Copy the part of the patent text on personalized login URLs that opens with the words "8. The method" and closes with "9-20. (canceled)", replacing "credentials" with "passwords" wherever it appears.

Passage to read ▸
------------

5. The method of claim 4, further comprising the step of:
determining if the suggested personalized login url is valid based
on security guidelines.
6. The method of claim 4, wherein the suggested personalized login
url is invalid if the suggested personalized login url is being
used by another user.
7. The method of claim 1, further comprising the steps of: upon
receipt of the login url from the user, consulting a database of
personalized login urls, users and credentials to determine whether
the login url matches one of the personalized login urls in the
database; and if the login url matches a given one of the
personalized login urls in the database, then providing the user
with the user-specific login page where the user can enter
credentials, otherwise denying access.
8. The method of claim 7, further comprising the steps of:
authenticating the user only if the credentials the user enters
match the credentials stored for the given personalized login url
in the database, otherwise denying access.
9-20. (canceled)
Description
FIELD OF THE INVENTION
[0001] The present invention relates to user authentication
security procedures and more particularly, to techniques for
advanced login security using personalized, user-specific urls.
BACKGROUND OF THE INVENTION
[0002] Online business and eCommerce have become more dominant in
recent years than ever before. Many financial institutions are
adapting their client to enterprise (C2E) and enterprise to
enterprise (E2E) business to use the online facade. With that,
millions of users are logging into their accounts to conduct
business online.
[0003] Securing user information starts with securing access to
this information. Many solutions have been introduced to protect
the login process. However, there have been increasing numbers of
breaches associated with the login stage of the process.
[0004] In general, users are accustomed to navigating to the login
page from the home page of any given site. This is an open
invitation for intruders and hackers to start operating on the
login page of the targeted institution to gain access to user's
private data. Existing solutions employ the concept of step up
security, where the user is asked to enter an additional piece(s)

------------

Information shown ▸
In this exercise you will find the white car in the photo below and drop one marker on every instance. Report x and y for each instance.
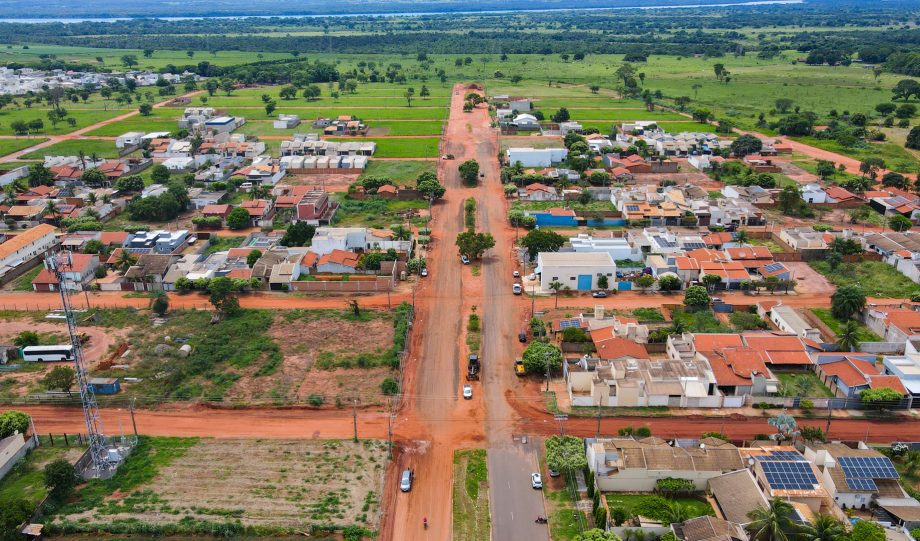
(536, 481)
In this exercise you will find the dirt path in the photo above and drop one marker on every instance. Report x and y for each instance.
(78, 134)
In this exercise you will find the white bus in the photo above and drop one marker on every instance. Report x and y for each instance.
(47, 353)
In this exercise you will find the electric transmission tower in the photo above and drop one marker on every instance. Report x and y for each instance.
(101, 461)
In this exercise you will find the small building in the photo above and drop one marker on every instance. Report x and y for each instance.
(577, 271)
(104, 386)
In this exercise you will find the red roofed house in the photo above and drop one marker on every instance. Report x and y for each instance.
(77, 273)
(338, 262)
(848, 374)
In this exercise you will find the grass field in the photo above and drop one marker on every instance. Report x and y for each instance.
(863, 334)
(9, 146)
(402, 171)
(175, 485)
(471, 496)
(104, 149)
(874, 278)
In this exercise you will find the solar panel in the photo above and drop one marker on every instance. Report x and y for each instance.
(861, 484)
(789, 475)
(868, 467)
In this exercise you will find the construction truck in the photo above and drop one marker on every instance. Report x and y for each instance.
(472, 367)
(519, 367)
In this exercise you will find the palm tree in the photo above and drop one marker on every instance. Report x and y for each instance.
(824, 528)
(773, 522)
(848, 337)
(125, 261)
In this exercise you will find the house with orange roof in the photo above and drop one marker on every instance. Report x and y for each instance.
(338, 262)
(848, 374)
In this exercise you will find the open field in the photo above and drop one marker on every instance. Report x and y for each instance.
(104, 149)
(190, 485)
(471, 496)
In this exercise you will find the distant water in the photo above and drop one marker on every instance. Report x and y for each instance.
(416, 14)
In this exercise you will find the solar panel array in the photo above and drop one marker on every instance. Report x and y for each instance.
(868, 467)
(773, 267)
(862, 484)
(789, 475)
(566, 323)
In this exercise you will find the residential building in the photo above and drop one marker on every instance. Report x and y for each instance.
(536, 157)
(25, 247)
(627, 465)
(578, 271)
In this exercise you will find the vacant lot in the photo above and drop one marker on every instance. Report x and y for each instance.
(471, 496)
(179, 485)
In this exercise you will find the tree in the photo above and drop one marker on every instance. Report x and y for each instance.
(900, 223)
(879, 397)
(537, 354)
(565, 454)
(864, 530)
(669, 282)
(298, 234)
(773, 522)
(61, 378)
(913, 138)
(696, 296)
(221, 297)
(542, 240)
(473, 245)
(26, 339)
(13, 421)
(848, 337)
(252, 257)
(846, 302)
(469, 171)
(60, 478)
(238, 218)
(159, 303)
(746, 144)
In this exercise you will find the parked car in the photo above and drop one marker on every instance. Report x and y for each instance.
(536, 481)
(405, 481)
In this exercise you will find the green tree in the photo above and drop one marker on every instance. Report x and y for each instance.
(773, 522)
(238, 219)
(879, 397)
(60, 378)
(542, 240)
(846, 302)
(252, 257)
(469, 171)
(25, 339)
(13, 421)
(696, 296)
(222, 298)
(900, 223)
(473, 245)
(537, 354)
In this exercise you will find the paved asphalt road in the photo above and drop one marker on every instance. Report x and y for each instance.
(515, 504)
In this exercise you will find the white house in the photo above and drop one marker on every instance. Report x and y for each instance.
(26, 246)
(536, 157)
(813, 193)
(577, 271)
(129, 139)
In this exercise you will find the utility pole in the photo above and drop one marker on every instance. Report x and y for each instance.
(354, 413)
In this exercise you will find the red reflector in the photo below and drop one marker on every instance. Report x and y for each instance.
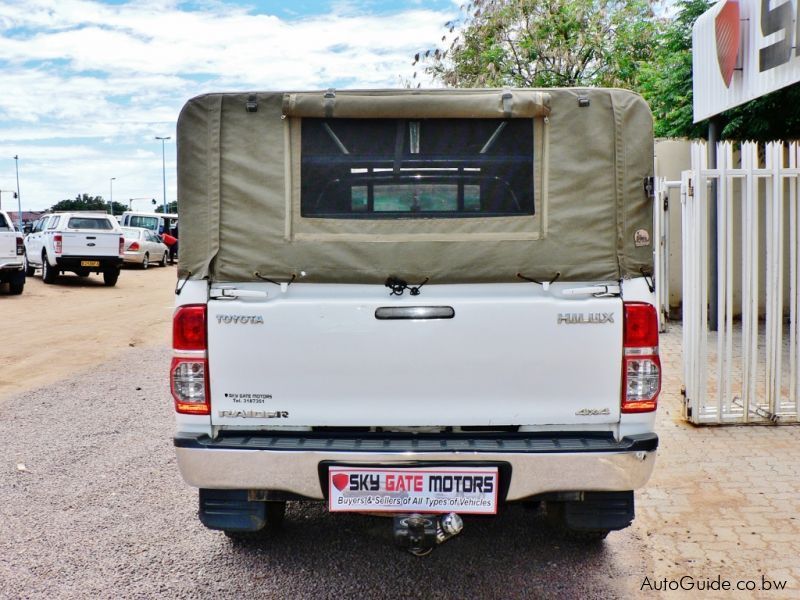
(189, 327)
(641, 325)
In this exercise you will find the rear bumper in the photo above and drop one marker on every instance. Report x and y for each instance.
(292, 463)
(74, 262)
(134, 257)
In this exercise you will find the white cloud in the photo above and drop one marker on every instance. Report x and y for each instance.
(87, 85)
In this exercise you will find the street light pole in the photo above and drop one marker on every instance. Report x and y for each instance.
(7, 192)
(164, 169)
(19, 198)
(111, 195)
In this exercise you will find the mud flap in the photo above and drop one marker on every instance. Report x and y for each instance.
(230, 510)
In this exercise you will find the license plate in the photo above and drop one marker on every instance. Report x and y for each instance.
(464, 490)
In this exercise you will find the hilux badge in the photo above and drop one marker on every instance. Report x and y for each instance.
(584, 318)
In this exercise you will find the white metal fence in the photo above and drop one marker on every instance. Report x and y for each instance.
(747, 370)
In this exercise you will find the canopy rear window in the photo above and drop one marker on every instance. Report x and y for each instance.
(89, 223)
(426, 168)
(146, 222)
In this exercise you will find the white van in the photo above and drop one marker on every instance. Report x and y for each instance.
(152, 221)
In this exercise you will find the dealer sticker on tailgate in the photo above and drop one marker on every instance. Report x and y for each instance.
(467, 490)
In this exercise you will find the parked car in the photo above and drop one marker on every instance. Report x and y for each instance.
(80, 242)
(143, 247)
(396, 312)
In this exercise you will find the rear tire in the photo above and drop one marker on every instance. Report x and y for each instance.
(49, 274)
(110, 276)
(17, 284)
(29, 268)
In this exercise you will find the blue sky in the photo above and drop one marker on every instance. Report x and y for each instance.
(87, 84)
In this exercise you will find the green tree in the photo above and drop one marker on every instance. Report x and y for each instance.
(545, 43)
(87, 202)
(666, 83)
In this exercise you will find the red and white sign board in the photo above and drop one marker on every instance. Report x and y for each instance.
(463, 490)
(741, 50)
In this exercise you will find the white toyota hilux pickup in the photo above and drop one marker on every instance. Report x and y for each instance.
(427, 304)
(80, 242)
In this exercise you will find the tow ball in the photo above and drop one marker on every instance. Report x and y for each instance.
(420, 534)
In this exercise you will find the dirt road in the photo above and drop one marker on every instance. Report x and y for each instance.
(43, 341)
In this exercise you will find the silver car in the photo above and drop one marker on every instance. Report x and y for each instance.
(143, 247)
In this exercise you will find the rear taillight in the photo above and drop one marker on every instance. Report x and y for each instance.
(641, 367)
(189, 328)
(189, 368)
(189, 385)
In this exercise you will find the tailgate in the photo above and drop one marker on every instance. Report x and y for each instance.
(94, 243)
(510, 354)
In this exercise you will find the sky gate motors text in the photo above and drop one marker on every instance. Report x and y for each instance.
(459, 484)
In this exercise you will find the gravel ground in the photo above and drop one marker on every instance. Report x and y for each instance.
(92, 505)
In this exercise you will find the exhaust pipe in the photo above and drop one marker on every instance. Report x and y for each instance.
(420, 534)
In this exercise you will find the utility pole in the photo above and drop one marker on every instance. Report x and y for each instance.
(19, 199)
(7, 192)
(164, 169)
(111, 196)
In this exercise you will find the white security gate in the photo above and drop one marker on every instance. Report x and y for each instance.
(747, 370)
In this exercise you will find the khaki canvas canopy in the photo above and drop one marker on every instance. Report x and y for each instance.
(241, 188)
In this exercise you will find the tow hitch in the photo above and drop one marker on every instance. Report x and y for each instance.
(420, 534)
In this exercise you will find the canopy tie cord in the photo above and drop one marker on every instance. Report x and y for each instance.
(182, 283)
(542, 283)
(398, 286)
(648, 279)
(262, 278)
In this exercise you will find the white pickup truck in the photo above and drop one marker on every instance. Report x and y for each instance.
(79, 242)
(422, 303)
(11, 268)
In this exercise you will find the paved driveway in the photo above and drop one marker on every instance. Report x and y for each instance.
(723, 501)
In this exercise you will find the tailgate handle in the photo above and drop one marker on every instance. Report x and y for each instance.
(385, 313)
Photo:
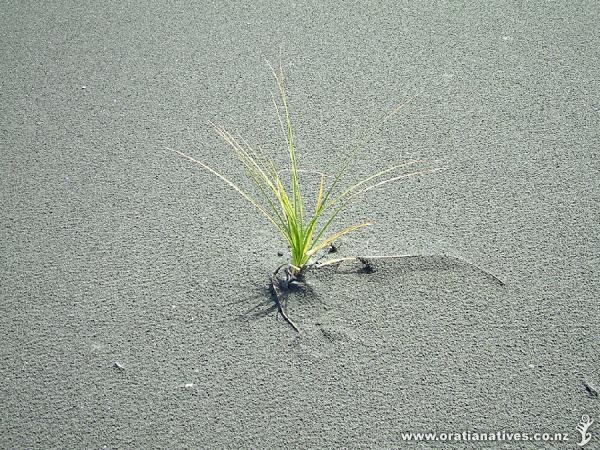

------------

The output ▸
8. The method of claim 7, further comprising the steps of:
authenticating the user only if the passwords the user enters
match the passwords stored for the given personalized login url
in the database, otherwise denying access.
9-20. (canceled)